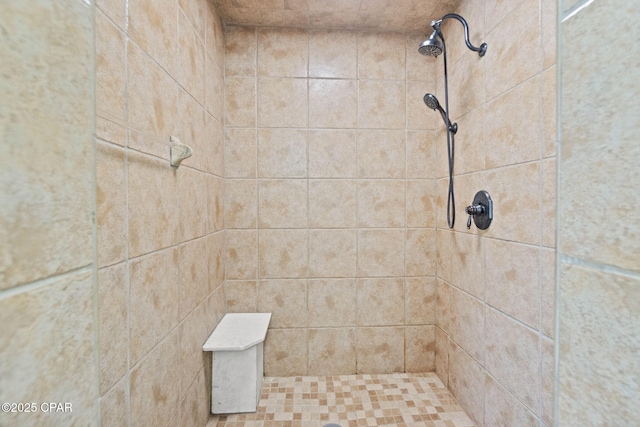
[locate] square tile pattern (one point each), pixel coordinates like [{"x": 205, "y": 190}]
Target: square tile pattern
[{"x": 352, "y": 400}]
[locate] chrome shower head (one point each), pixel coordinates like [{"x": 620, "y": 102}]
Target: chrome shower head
[
  {"x": 432, "y": 102},
  {"x": 432, "y": 46}
]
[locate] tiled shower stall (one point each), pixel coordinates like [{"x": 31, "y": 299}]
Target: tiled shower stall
[{"x": 317, "y": 191}]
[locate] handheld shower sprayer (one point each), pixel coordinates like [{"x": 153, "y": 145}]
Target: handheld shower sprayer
[
  {"x": 434, "y": 46},
  {"x": 432, "y": 102}
]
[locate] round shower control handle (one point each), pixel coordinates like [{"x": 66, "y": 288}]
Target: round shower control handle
[
  {"x": 472, "y": 211},
  {"x": 481, "y": 210}
]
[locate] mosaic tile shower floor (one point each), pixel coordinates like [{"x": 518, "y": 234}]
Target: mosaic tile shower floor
[{"x": 411, "y": 400}]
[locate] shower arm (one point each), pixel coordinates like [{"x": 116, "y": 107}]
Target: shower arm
[{"x": 436, "y": 26}]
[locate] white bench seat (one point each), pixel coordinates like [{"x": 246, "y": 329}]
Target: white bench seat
[{"x": 237, "y": 346}]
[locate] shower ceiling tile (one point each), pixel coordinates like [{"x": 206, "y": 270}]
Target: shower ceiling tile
[{"x": 379, "y": 15}]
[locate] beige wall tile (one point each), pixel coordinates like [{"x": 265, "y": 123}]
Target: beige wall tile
[
  {"x": 421, "y": 200},
  {"x": 154, "y": 290},
  {"x": 513, "y": 280},
  {"x": 332, "y": 253},
  {"x": 515, "y": 49},
  {"x": 443, "y": 306},
  {"x": 216, "y": 259},
  {"x": 215, "y": 308},
  {"x": 549, "y": 202},
  {"x": 381, "y": 104},
  {"x": 381, "y": 203},
  {"x": 285, "y": 352},
  {"x": 461, "y": 261},
  {"x": 193, "y": 333},
  {"x": 332, "y": 351},
  {"x": 549, "y": 31},
  {"x": 332, "y": 103},
  {"x": 421, "y": 154},
  {"x": 420, "y": 348},
  {"x": 282, "y": 102},
  {"x": 47, "y": 121},
  {"x": 467, "y": 383},
  {"x": 504, "y": 408},
  {"x": 515, "y": 187},
  {"x": 332, "y": 203},
  {"x": 420, "y": 300},
  {"x": 191, "y": 129},
  {"x": 468, "y": 92},
  {"x": 467, "y": 323},
  {"x": 215, "y": 159},
  {"x": 240, "y": 51},
  {"x": 331, "y": 302},
  {"x": 241, "y": 296},
  {"x": 283, "y": 52},
  {"x": 194, "y": 408},
  {"x": 153, "y": 204},
  {"x": 190, "y": 58},
  {"x": 240, "y": 153},
  {"x": 240, "y": 101},
  {"x": 214, "y": 86},
  {"x": 111, "y": 204},
  {"x": 192, "y": 193},
  {"x": 549, "y": 110},
  {"x": 385, "y": 356},
  {"x": 599, "y": 318},
  {"x": 241, "y": 260},
  {"x": 283, "y": 203},
  {"x": 215, "y": 203},
  {"x": 380, "y": 302},
  {"x": 332, "y": 153},
  {"x": 381, "y": 154},
  {"x": 152, "y": 101},
  {"x": 548, "y": 296},
  {"x": 469, "y": 143},
  {"x": 548, "y": 380},
  {"x": 116, "y": 10},
  {"x": 286, "y": 300},
  {"x": 333, "y": 54},
  {"x": 194, "y": 275},
  {"x": 442, "y": 356},
  {"x": 381, "y": 56},
  {"x": 496, "y": 10},
  {"x": 113, "y": 333},
  {"x": 420, "y": 258},
  {"x": 155, "y": 384},
  {"x": 114, "y": 404},
  {"x": 195, "y": 12},
  {"x": 381, "y": 253},
  {"x": 513, "y": 357},
  {"x": 241, "y": 203},
  {"x": 153, "y": 26},
  {"x": 283, "y": 253},
  {"x": 107, "y": 130},
  {"x": 50, "y": 331},
  {"x": 513, "y": 125},
  {"x": 110, "y": 70},
  {"x": 282, "y": 153}
]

▬▬▬

Exact repetition is required for the lines from the one that contains "[locate] white bench" through the final line; leave out everything else.

* [Task result]
[locate] white bench seat (one point each), pixel coordinates like [{"x": 246, "y": 329}]
Target: white bench seat
[{"x": 237, "y": 346}]
[locate] shower ceiling tile (one point each), pixel coordinates like [{"x": 206, "y": 270}]
Target: shower ceiling tile
[{"x": 379, "y": 15}]
[locate] beige wall tile (one point each), pixel coordinates like [{"x": 265, "y": 123}]
Target: beige wall tile
[
  {"x": 421, "y": 200},
  {"x": 154, "y": 290},
  {"x": 513, "y": 280},
  {"x": 332, "y": 253},
  {"x": 515, "y": 49},
  {"x": 443, "y": 306},
  {"x": 216, "y": 259},
  {"x": 215, "y": 308},
  {"x": 549, "y": 202},
  {"x": 381, "y": 104},
  {"x": 381, "y": 203},
  {"x": 285, "y": 352},
  {"x": 461, "y": 261},
  {"x": 193, "y": 333},
  {"x": 332, "y": 351},
  {"x": 549, "y": 31},
  {"x": 332, "y": 103},
  {"x": 421, "y": 154},
  {"x": 420, "y": 348},
  {"x": 282, "y": 102},
  {"x": 47, "y": 121},
  {"x": 467, "y": 383},
  {"x": 504, "y": 408},
  {"x": 515, "y": 187},
  {"x": 332, "y": 203},
  {"x": 420, "y": 300},
  {"x": 191, "y": 129},
  {"x": 468, "y": 92},
  {"x": 467, "y": 323},
  {"x": 215, "y": 159},
  {"x": 240, "y": 51},
  {"x": 331, "y": 302},
  {"x": 241, "y": 296},
  {"x": 283, "y": 52},
  {"x": 194, "y": 408},
  {"x": 153, "y": 204},
  {"x": 190, "y": 58},
  {"x": 240, "y": 153},
  {"x": 240, "y": 101},
  {"x": 214, "y": 86},
  {"x": 111, "y": 204},
  {"x": 192, "y": 193},
  {"x": 549, "y": 110},
  {"x": 385, "y": 356},
  {"x": 599, "y": 318},
  {"x": 241, "y": 260},
  {"x": 283, "y": 203},
  {"x": 215, "y": 203},
  {"x": 380, "y": 302},
  {"x": 332, "y": 153},
  {"x": 381, "y": 154},
  {"x": 152, "y": 101},
  {"x": 548, "y": 296},
  {"x": 469, "y": 143},
  {"x": 548, "y": 380},
  {"x": 116, "y": 10},
  {"x": 286, "y": 300},
  {"x": 333, "y": 54},
  {"x": 194, "y": 275},
  {"x": 442, "y": 356},
  {"x": 381, "y": 56},
  {"x": 496, "y": 10},
  {"x": 113, "y": 333},
  {"x": 420, "y": 258},
  {"x": 155, "y": 384},
  {"x": 114, "y": 404},
  {"x": 195, "y": 12},
  {"x": 381, "y": 253},
  {"x": 513, "y": 357},
  {"x": 241, "y": 203},
  {"x": 153, "y": 26},
  {"x": 283, "y": 253},
  {"x": 107, "y": 130},
  {"x": 50, "y": 331},
  {"x": 513, "y": 125},
  {"x": 110, "y": 70},
  {"x": 282, "y": 153}
]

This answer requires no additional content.